- _Extracted entries_:
● ● ● ● ●
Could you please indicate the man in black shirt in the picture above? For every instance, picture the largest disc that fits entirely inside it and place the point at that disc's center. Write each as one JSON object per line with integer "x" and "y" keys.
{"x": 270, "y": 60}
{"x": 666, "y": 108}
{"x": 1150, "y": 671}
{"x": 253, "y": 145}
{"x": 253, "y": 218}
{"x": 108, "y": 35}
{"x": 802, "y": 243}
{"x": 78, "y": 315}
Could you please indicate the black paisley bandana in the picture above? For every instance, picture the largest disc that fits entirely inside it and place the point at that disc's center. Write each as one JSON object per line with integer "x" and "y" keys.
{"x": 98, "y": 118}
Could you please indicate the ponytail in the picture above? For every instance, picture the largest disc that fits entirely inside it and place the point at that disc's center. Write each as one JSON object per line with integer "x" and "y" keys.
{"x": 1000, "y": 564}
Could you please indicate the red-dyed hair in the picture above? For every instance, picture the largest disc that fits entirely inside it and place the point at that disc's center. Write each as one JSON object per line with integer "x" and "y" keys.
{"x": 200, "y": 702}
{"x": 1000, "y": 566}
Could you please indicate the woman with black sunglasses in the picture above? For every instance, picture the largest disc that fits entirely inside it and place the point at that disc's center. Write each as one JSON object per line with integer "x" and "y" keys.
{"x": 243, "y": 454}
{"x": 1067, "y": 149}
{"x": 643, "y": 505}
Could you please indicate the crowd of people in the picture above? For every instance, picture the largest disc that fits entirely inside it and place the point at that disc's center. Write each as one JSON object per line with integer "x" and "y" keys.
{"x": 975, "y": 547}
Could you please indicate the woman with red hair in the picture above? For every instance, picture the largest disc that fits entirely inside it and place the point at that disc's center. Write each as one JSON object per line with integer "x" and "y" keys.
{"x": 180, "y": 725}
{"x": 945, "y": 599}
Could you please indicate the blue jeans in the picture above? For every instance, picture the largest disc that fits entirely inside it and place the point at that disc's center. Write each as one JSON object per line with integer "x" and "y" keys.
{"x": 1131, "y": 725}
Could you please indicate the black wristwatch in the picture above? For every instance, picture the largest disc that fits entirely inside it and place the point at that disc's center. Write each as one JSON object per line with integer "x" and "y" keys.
● ● ● ● ●
- _Brief_: Starting from the line that contains "Could you please indicate the blue", give again every line to the last line of the data, exactly. Include nothing else.

- _Reply_:
Could you please indicate the blue jeans in the picture above? For every instance, picture the largest disc that fits entirely inside it and place the point at that disc's center. Write each as one JSON object per line with integer "x" and "y" keys.
{"x": 1131, "y": 725}
Could you please indicate the black wristwatch in the picture above? For every instance, picture the largest disc that fits entirely inside it and place the point at that disc's center. Write each as one JSON object per line with integer "x" and "y" keys.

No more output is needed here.